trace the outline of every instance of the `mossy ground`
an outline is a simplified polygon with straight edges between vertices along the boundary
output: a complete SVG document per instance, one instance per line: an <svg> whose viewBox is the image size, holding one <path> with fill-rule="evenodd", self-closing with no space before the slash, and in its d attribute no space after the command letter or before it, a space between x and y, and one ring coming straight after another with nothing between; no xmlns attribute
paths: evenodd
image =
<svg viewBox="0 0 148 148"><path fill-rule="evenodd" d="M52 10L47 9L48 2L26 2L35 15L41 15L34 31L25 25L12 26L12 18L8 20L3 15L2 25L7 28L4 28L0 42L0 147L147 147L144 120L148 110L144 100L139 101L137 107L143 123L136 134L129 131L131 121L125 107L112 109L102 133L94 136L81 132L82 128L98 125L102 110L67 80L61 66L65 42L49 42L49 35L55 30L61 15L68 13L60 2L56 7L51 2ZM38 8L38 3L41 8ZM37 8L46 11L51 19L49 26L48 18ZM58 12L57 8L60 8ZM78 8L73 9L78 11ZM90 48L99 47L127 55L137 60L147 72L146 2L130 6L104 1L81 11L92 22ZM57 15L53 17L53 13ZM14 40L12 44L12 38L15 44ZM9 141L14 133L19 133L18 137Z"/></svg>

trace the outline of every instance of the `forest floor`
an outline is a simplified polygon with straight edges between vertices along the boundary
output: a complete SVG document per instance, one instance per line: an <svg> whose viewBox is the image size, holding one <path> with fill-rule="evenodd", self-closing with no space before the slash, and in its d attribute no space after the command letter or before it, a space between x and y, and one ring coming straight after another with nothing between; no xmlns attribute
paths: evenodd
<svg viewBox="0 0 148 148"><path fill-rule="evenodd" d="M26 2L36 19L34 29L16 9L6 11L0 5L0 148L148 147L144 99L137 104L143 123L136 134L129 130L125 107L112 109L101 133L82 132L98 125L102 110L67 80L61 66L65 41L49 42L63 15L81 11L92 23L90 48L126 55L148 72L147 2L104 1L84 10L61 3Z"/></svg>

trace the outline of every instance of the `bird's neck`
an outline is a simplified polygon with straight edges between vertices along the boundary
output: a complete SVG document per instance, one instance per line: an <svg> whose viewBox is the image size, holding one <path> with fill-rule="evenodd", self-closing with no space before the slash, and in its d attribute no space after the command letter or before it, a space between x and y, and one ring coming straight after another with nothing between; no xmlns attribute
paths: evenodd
- - - -
What needs to be done:
Could you rewrite the lines, beginning at the first one and stopping after the line that contains "10L47 9L48 2L26", with "mossy ground" replaced by "moss-covered ground" and everything else unchanged?

Reply:
trace the outline of every instance of the `moss-covered ground`
an outline is a simplified polygon with straight edges between vertices along the boundary
output: a complete SVG document per instance, one instance per line: an <svg> whose viewBox is the image size, holding one <path> with fill-rule="evenodd", self-closing with no space before the slash, and in its d attribute no space after the command letter or before it, a space between x and y, and one ring coming straight after another with nothing between; no xmlns attribute
paths: evenodd
image =
<svg viewBox="0 0 148 148"><path fill-rule="evenodd" d="M52 10L47 9L48 2L26 2L35 15L41 15L34 31L25 25L12 26L12 18L8 20L3 15L2 25L7 28L4 28L0 42L0 147L147 147L144 120L148 110L144 100L139 101L137 107L143 123L136 134L129 131L131 121L125 107L112 109L102 133L94 136L81 132L82 128L98 125L102 110L67 80L61 66L65 42L49 42L49 35L55 30L61 15L68 13L60 2L56 7L51 2ZM38 8L38 3L41 8ZM37 8L46 11L51 19L49 26L48 18ZM58 12L57 8L60 8ZM78 8L73 9L78 11ZM90 48L99 47L127 55L137 60L147 72L146 2L130 6L104 1L81 11L92 22ZM57 15L53 17L53 13ZM14 40L12 44L12 38L15 44ZM9 141L14 133L19 133L18 137Z"/></svg>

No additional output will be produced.